Start of Passage for review
Rock

Bear, Teddy and I were out yesterday for a while. No snow to speak of except on the mountains which are sitting around the edges of the San Luis Valley like a come-on from a tourist brochure. Starlings in one red willow bush. Tracks the dogs could “see” but I could not. I gave Teddy my birthday because he was six months old when I got him one June day 4 years ago, so we were celebrating.

As they walked, sniffed and pulled their leashes to get to the next scent, I had the thought that if we didn’t “measure” time we wouldn’t “know” things like that. Funny how we make up stuff and then “know” it as if it were a discovery — that said, the movement of the earth around the sun is regular enough to say “clock” to any human. It’s a system that pre-exists any human “knowledge” and we are obliged to follow it if only because it’s really dark at night.

I’ve sat in on a lot of arguments/disputes/discussions about whether time exists. They tend to get extremely abstract and most of them end in “Oh my god, it’s late. I have to get home.” Some of these disputes started with the idea of a “time line.” “It’s not a line,” was often the opening…So there’s that. I don’t think I’ve ever taken a side in these discussions because 1) I don’t know, 2) I wear a watch. Right there is a conundrum. There’s the argument that there is no “time,” there is only duration. There’s the argument that since all time exists in the universe simultaneously (we can see the beginning of the universe if we look far enough into space) there is no time. I tend to think the problem is the word, “time,” there being a difference between the “space time continuum” and “what time is it?”

At this point in my life, even when I look at the solid form of Mt. Blanca I KNOW it was once a much bigger mountain in located near the equator. Interesting paper on the history of the Sangre de Cristo mountains here.
End of Passage for review
Start of Dataset excerpts
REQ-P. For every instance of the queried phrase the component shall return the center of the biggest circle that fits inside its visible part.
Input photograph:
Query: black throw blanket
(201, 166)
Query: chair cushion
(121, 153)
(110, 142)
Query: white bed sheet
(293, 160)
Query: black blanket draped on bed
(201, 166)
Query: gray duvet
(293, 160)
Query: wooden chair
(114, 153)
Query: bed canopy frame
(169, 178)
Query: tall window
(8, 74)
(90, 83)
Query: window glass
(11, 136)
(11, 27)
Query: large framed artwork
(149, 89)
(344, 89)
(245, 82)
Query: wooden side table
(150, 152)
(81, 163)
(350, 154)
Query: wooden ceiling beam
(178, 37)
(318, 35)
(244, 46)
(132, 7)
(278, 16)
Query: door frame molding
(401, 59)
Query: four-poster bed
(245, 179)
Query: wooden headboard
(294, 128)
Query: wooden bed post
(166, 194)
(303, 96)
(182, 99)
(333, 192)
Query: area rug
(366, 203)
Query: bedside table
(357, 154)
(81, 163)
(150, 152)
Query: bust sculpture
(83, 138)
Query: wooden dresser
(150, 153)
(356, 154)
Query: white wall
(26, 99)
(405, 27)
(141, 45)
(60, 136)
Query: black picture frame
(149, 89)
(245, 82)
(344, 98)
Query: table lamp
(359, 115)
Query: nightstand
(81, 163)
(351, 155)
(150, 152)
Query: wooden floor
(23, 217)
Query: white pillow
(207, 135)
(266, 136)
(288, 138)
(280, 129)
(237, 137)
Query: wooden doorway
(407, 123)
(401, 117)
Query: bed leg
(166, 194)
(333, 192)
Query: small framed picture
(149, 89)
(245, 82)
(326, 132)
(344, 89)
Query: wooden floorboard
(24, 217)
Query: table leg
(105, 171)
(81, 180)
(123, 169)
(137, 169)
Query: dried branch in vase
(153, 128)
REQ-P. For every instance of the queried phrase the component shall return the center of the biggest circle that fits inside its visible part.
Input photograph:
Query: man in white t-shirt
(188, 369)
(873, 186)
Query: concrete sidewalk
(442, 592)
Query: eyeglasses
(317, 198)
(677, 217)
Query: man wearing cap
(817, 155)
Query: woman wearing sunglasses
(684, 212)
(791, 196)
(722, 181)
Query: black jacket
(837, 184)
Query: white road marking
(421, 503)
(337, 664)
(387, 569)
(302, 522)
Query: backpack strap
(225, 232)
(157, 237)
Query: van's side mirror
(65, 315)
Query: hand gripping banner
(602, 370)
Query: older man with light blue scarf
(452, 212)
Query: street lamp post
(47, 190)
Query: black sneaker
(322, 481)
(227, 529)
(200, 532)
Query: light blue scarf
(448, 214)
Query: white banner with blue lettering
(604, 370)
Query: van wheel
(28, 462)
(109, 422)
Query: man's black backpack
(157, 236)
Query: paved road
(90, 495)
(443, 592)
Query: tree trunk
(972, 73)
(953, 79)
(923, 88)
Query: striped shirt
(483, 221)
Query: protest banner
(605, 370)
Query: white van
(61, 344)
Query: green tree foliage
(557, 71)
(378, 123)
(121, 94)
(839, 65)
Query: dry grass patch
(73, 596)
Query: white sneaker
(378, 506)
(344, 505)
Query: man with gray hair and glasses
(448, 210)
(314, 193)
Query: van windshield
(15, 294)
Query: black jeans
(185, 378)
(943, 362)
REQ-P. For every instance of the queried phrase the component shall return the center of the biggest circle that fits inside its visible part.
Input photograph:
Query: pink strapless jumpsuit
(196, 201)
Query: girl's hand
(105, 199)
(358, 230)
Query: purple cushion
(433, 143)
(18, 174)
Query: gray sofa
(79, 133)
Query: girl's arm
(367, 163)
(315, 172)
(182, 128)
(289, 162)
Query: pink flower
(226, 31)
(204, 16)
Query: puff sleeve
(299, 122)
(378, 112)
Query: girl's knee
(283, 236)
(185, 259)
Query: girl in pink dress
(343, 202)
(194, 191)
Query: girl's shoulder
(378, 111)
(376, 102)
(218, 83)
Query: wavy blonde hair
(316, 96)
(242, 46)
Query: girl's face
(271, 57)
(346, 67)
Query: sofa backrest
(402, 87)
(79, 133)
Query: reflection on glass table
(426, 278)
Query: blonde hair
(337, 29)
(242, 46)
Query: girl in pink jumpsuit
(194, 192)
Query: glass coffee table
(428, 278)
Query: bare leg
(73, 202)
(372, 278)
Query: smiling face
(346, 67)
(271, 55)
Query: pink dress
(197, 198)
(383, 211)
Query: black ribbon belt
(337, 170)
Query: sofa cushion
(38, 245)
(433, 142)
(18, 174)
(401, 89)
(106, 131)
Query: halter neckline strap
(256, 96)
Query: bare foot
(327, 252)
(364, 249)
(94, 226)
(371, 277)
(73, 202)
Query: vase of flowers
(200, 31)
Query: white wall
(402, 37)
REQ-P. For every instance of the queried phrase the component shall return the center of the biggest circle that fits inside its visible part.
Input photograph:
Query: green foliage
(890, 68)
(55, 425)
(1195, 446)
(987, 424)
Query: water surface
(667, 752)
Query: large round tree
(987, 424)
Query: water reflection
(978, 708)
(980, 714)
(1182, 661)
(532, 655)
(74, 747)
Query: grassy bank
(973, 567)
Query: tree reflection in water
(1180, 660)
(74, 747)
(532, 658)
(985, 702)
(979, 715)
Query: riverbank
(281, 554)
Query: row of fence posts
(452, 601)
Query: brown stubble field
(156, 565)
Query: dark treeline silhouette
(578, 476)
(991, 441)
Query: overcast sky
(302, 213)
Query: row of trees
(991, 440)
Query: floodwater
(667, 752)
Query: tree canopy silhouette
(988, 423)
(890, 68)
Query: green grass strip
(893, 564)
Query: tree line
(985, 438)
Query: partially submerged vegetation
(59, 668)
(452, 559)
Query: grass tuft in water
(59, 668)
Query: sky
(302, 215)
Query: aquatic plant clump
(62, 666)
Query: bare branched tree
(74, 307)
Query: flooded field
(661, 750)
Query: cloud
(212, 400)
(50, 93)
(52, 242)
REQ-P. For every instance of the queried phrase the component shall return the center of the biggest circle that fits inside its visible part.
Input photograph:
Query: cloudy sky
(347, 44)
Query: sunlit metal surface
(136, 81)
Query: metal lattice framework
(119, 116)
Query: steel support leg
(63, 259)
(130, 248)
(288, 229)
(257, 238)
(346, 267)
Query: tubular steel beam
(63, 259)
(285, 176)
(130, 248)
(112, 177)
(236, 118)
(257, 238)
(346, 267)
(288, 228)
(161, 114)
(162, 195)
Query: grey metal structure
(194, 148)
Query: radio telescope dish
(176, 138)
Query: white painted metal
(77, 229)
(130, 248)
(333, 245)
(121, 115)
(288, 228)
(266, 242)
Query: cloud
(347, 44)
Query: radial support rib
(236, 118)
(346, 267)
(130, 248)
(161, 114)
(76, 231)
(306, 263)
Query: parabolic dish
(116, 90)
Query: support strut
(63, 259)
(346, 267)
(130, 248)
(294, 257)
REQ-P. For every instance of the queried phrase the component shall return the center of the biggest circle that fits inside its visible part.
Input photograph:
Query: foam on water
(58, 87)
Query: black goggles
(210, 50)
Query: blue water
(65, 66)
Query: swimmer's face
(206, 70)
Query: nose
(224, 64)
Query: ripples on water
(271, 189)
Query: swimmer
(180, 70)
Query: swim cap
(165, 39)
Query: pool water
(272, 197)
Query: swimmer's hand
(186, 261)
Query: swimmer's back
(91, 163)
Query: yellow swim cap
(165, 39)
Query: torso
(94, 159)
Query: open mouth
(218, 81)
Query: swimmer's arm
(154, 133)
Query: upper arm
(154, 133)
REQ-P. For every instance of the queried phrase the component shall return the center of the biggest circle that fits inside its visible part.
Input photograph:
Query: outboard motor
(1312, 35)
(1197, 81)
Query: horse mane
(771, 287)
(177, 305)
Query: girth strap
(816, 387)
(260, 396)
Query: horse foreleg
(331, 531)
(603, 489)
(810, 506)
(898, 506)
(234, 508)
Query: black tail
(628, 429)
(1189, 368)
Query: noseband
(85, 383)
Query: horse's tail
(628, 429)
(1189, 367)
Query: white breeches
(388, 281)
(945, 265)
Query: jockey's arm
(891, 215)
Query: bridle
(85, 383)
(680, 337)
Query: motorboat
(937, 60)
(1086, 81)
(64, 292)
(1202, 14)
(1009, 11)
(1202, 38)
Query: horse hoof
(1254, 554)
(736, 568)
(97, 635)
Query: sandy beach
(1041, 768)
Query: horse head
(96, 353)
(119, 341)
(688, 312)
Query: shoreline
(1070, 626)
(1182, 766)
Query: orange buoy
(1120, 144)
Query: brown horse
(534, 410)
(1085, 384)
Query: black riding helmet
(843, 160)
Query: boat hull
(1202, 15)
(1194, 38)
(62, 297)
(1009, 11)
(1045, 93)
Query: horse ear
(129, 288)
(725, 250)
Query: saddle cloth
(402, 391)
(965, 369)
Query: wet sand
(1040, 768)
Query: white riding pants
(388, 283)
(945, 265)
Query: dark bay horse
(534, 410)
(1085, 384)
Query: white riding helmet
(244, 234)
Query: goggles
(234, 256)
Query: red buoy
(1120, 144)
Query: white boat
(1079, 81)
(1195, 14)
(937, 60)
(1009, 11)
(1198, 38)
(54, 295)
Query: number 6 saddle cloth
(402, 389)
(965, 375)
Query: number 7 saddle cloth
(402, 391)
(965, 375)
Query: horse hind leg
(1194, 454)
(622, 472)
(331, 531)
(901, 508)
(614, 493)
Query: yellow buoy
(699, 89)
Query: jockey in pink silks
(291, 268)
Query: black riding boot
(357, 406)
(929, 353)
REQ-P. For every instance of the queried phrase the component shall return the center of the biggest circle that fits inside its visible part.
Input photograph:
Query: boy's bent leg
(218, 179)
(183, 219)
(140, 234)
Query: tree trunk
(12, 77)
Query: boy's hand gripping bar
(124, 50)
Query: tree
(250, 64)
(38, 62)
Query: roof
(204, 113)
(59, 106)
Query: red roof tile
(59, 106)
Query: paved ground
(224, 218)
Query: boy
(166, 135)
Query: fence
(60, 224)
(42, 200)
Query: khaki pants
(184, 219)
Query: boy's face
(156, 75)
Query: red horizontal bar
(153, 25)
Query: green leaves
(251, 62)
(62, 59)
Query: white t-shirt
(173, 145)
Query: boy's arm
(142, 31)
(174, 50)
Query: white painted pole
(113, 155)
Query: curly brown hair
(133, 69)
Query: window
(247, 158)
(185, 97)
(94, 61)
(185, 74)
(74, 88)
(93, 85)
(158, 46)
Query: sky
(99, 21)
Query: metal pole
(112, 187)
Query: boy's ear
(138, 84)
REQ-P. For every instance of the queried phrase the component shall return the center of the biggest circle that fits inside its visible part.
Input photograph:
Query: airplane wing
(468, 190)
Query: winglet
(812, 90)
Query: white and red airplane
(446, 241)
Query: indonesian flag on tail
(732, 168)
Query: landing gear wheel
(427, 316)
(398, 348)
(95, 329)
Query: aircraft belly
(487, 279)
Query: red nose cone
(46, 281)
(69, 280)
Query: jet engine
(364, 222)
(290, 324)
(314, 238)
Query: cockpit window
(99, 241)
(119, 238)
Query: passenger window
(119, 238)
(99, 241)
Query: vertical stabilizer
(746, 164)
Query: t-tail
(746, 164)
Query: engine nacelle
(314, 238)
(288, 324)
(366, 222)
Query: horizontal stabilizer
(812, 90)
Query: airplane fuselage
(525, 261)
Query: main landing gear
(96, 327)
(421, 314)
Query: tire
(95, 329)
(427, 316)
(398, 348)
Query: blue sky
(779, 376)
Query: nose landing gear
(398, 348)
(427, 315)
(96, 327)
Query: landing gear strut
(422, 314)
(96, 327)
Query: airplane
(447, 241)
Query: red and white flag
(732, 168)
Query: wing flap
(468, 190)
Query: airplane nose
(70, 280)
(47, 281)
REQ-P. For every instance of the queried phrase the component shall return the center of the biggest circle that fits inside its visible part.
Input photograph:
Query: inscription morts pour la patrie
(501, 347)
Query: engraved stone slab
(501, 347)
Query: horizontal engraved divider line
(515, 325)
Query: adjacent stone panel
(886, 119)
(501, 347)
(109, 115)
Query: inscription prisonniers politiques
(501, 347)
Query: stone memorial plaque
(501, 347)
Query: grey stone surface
End of Dataset excerpts
* **What to produce**
Reproduce the piece titled "Rock" word for word, from its title to its final sentence. The listing comes from a separate source and has no connection to the piece titled "Rock."

* **Task solution**
Rock

Bear, Teddy and I were out yesterday for a while. No snow to speak of except on the mountains which are sitting around the edges of the San Luis Valley like a come-on from a tourist brochure. Starlings in one red willow bush. Tracks the dogs could “see” but I could not. I gave Teddy my birthday because he was six months old when I got him one June day 4 years ago, so we were celebrating.

As they walked, sniffed and pulled their leashes to get to the next scent, I had the thought that if we didn’t “measure” time we wouldn’t “know” things like that. Funny how we make up stuff and then “know” it as if it were a discovery — that said, the movement of the earth around the sun is regular enough to say “clock” to any human. It’s a system that pre-exists any human “knowledge” and we are obliged to follow it if only because it’s really dark at night.

I’ve sat in on a lot of arguments/disputes/discussions about whether time exists. They tend to get extremely abstract and most of them end in “Oh my god, it’s late. I have to get home.” Some of these disputes started with the idea of a “time line.” “It’s not a line,” was often the opening…So there’s that. I don’t think I’ve ever taken a side in these discussions because 1) I don’t know, 2) I wear a watch. Right there is a conundrum. There’s the argument that there is no “time,” there is only duration. There’s the argument that since all time exists in the universe simultaneously (we can see the beginning of the universe if we look far enough into space) there is no time. I tend to think the problem is the word, “time,” there being a difference between the “space time continuum” and “what time is it?”

At this point in my life, even when I look at the solid form of Mt. Blanca I KNOW it was once a much bigger mountain in located near the equator. Interesting paper on the history of the Sangre de Cristo mountains here.